INSTRUCTIONS TO FOLLOW:
Copy all the lines of the listing below exactly. Skip the images.

THE DATA:
....

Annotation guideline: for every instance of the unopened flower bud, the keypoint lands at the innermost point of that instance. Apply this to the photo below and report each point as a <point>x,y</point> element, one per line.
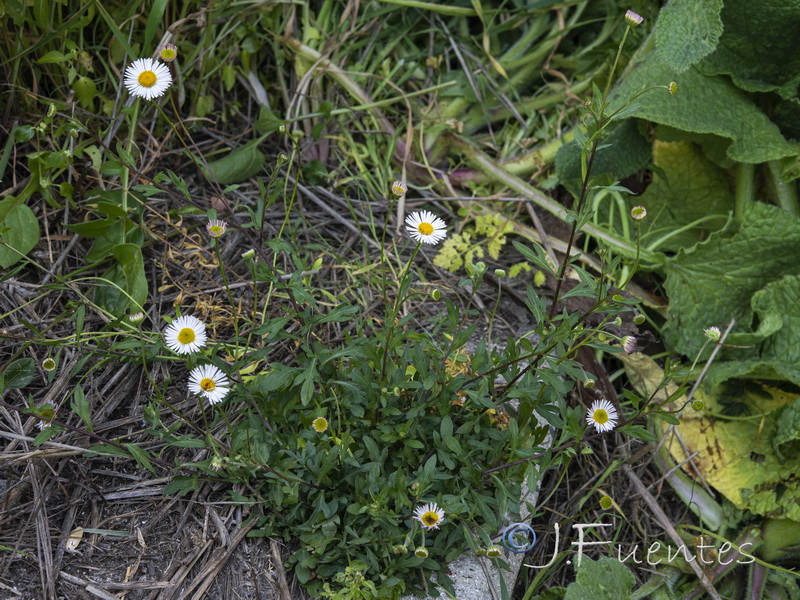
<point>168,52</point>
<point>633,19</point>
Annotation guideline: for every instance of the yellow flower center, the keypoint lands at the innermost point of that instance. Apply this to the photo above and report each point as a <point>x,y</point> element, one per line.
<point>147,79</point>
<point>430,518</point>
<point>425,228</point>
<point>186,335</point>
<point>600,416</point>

....

EXERCISE RESULT:
Annotation guideline: for every instance of the unopened flower bud, the keypoint lands at the innermost point of that instance. Apply this to the photo below and report each point as a <point>x,y</point> element, one per line.
<point>168,52</point>
<point>633,19</point>
Annotation guideline: for every instance of the yellow flower center, the keypoint lands at the innermost point of that instance. Apply this to the photo above and report each point as a <point>x,y</point> element, one per line.
<point>147,79</point>
<point>430,518</point>
<point>425,228</point>
<point>186,335</point>
<point>600,416</point>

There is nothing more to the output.